## Recorded information
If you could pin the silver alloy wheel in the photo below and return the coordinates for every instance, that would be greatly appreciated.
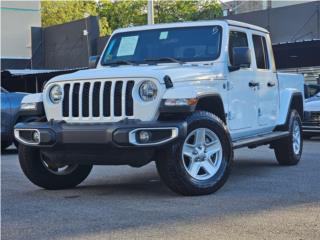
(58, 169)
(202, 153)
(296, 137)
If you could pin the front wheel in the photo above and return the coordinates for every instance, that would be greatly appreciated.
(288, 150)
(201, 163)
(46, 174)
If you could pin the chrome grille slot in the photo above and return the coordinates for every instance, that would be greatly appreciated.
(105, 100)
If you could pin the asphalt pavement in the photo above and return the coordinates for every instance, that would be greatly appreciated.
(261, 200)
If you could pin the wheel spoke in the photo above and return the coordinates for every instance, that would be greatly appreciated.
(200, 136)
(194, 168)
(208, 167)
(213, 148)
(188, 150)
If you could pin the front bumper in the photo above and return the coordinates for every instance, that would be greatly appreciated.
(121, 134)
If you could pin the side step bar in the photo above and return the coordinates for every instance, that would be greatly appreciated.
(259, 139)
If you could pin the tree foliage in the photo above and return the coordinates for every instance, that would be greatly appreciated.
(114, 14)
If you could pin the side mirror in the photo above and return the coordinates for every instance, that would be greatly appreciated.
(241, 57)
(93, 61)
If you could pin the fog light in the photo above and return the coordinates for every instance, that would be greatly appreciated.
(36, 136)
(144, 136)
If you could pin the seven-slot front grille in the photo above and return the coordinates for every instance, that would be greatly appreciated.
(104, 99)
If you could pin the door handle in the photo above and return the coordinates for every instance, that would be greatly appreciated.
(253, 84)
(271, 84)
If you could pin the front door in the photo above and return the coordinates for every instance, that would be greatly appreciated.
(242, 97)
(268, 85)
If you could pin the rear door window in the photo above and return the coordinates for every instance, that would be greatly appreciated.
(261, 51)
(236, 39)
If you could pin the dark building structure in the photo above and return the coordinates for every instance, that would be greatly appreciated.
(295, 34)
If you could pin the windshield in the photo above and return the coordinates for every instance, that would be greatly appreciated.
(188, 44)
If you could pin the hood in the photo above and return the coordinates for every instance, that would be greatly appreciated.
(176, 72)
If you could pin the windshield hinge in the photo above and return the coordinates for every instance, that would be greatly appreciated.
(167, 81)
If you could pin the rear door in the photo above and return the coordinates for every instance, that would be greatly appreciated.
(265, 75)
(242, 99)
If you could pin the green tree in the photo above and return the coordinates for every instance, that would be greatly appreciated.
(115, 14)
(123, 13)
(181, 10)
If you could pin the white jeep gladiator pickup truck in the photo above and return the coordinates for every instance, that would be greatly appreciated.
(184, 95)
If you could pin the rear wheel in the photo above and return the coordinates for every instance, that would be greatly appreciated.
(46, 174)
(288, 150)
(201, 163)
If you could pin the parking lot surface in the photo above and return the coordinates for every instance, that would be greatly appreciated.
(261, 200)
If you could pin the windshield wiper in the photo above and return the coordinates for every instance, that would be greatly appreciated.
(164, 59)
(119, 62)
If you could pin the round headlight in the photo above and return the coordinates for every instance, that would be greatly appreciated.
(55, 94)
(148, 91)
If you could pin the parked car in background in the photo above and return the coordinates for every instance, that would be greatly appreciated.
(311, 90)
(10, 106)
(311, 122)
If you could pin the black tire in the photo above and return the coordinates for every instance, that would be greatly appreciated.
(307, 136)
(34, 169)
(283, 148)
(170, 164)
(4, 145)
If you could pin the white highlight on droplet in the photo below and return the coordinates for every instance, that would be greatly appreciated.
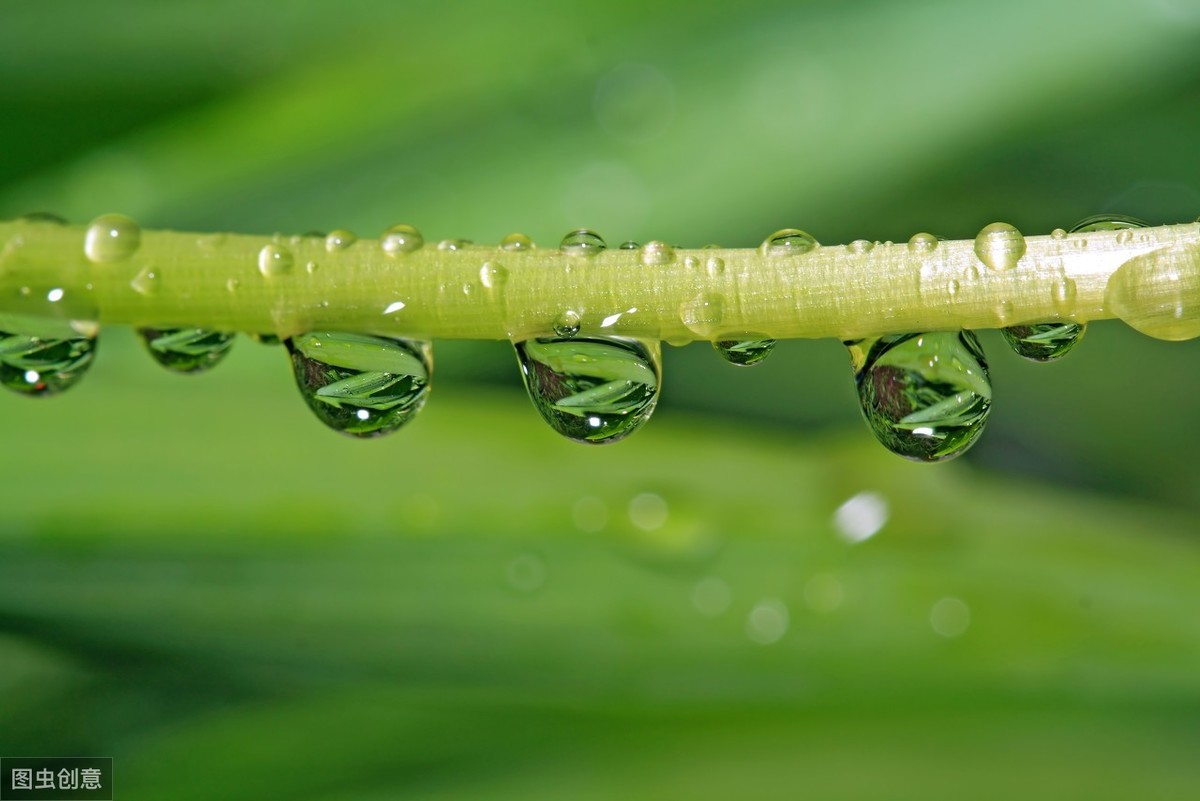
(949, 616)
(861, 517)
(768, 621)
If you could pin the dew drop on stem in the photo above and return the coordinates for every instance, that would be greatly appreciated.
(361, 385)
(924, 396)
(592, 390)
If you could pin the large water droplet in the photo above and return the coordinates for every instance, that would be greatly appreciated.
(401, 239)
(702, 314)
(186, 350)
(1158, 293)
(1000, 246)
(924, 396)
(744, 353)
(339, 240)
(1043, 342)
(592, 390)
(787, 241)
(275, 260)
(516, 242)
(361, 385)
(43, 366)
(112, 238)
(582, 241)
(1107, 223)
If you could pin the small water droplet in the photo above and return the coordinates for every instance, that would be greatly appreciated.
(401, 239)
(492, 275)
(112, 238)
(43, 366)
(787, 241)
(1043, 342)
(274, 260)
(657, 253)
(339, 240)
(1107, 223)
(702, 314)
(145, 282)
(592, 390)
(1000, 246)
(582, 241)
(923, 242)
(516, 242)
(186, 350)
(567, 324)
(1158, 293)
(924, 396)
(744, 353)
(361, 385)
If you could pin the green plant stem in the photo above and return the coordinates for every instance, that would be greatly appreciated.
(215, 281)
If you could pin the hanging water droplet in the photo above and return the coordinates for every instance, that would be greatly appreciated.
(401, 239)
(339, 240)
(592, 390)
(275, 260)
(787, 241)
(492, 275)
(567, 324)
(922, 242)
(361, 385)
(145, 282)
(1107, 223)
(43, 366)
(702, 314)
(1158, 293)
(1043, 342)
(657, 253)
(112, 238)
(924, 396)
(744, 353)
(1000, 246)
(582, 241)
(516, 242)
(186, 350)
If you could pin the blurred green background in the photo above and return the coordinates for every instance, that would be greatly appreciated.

## Exercise
The pictures should be dropped, and every line above should be set down again exactly.

## Exercise solution
If you could pin the silver alloy wheel in the photo below and return the coordinates for every instance, that would be greatly appreciated.
(58, 169)
(202, 153)
(296, 137)
If you could pin the front wheel in the photo above and return the coordinates for every instance, that would be greatly appreciated.
(288, 150)
(201, 163)
(46, 174)
If you could pin the chrome grille slot in the photo above and return the coordinates for every instance, that would be greatly appreciated.
(105, 100)
If you could pin the asphalt pavement in the photo above and return the coordinates for every instance, that would be greatly appreciated.
(261, 200)
If you could pin the wheel spoke in the photo above and return the coordinates for every instance, that would be greatly appreciated.
(200, 136)
(194, 168)
(208, 167)
(213, 148)
(188, 150)
If you could pin the front bumper in the photo above and return the coordinates for every instance, that would be greatly appreciated.
(121, 134)
If you could pin the side step bar in the photo above and return the coordinates for every instance, that would be greatly appreciated.
(259, 139)
If you could pin the tree foliage in the photo above and return the coordinates for every instance, that would be greatly appreciated.
(114, 14)
If you could pin the side mirror in the photo above and return the coordinates for every instance, that would be greatly appreciated.
(241, 57)
(93, 61)
If you could pin the fog light in the photo above and return the coordinates for every instance, that would be greatly appreciated.
(36, 136)
(144, 136)
If you could pin the seven-slot front grille in the photo above and return the coordinates for every instance, that would be greatly appreciated.
(104, 99)
If you could pin the door handle in the photo above and return the coordinates for every instance, that would be greatly appreciated.
(253, 84)
(271, 84)
If you could pin the front door in the photo above and return the coordinates for every instance, that would be greatly appreciated.
(242, 97)
(268, 85)
If you could pin the rear door window in the photo above and return the coordinates for every instance, that would be greatly appreciated.
(261, 51)
(236, 39)
If you could pin the dark building structure in the photo above and return the coordinates for every instance, that would be greatly appreciated.
(295, 34)
If you could pin the windshield in the photo above and return the coordinates for every instance, that would be greatly appreciated.
(188, 44)
If you could pin the hood in the photo above and return the coordinates for every instance, that would be greatly appreciated.
(176, 72)
If you could pin the windshield hinge in the photo above and return the coordinates for every instance, that would be greatly appreciated.
(167, 81)
If you could pin the rear door in the photo above and return the coordinates for every instance, that would be greatly appreciated.
(265, 75)
(242, 99)
If you could pin the green tree in the photo above and return the coordinates for every instance, that would be greatly appreciated.
(115, 14)
(123, 13)
(181, 10)
If you could pin the white jeep gladiator pickup truck in the photo above and return the coordinates for every instance, that would be greatly appreciated.
(184, 95)
If you could pin the rear wheel in the photo above and return the coordinates for every instance, that would be greatly appreciated.
(46, 174)
(288, 150)
(201, 163)
If you could pin the parking lot surface in the photo above and return the coordinates for every instance, that would be greatly appreciated.
(261, 200)
If you could pin the windshield wiper in the photo above and return the coordinates for every instance, that would be greatly appreciated.
(164, 59)
(119, 62)
If you could pin the round headlight in the photo above and return the coordinates for every instance, that would be greatly appreciated.
(55, 94)
(148, 91)
If you could pin the parked car in background in the photo above and return the coordinates for every instance, that would be greatly appreciated.
(311, 90)
(10, 106)
(311, 122)
If you could pin the black tire in the photo above and return the coordinates for every instance, that would be greatly appreciated.
(307, 136)
(34, 169)
(283, 148)
(170, 164)
(4, 145)
If you could pin the white highlight on droplet in the photo below and return the coordinates for every instance, that would be greatly appreciated.
(949, 616)
(861, 517)
(768, 621)
If you could pin the dew drop on stem in the photo above and return the coordinates for every instance, that would be greatly appreciated.
(361, 385)
(924, 396)
(592, 390)
If you could pin the large water droplet in the photo above and return the coordinates for every instance, that would be greatly appreciated.
(401, 239)
(702, 314)
(186, 350)
(1158, 293)
(1000, 246)
(924, 396)
(744, 353)
(339, 240)
(1043, 342)
(592, 390)
(787, 241)
(275, 260)
(516, 242)
(361, 385)
(43, 366)
(112, 238)
(582, 241)
(1107, 223)
If you could pin the small water droplet in the photo above and return the coordinates for every instance, that would be greatly appreciated.
(401, 239)
(492, 275)
(112, 238)
(43, 366)
(787, 241)
(1043, 342)
(274, 260)
(657, 253)
(339, 240)
(1107, 223)
(702, 314)
(145, 282)
(592, 390)
(1000, 246)
(582, 241)
(923, 242)
(516, 242)
(186, 350)
(567, 324)
(1158, 293)
(924, 396)
(744, 353)
(361, 385)
If you could pin the green plant stem in the photo above and return the coordinates for every instance, that would be greatly appreciated.
(215, 281)
If you could pin the hanging water droplet in the photo above and return the coordinates for every instance, that would be greatly appreciated.
(401, 239)
(339, 240)
(592, 390)
(275, 260)
(787, 241)
(492, 275)
(567, 324)
(922, 242)
(361, 385)
(145, 282)
(1107, 223)
(43, 366)
(702, 314)
(1158, 293)
(1043, 342)
(657, 253)
(112, 238)
(924, 396)
(744, 353)
(1000, 246)
(582, 241)
(516, 242)
(186, 350)
If you could pin the blurred green background in the photo above and return the coordinates for every instance, that would be greatly appreciated.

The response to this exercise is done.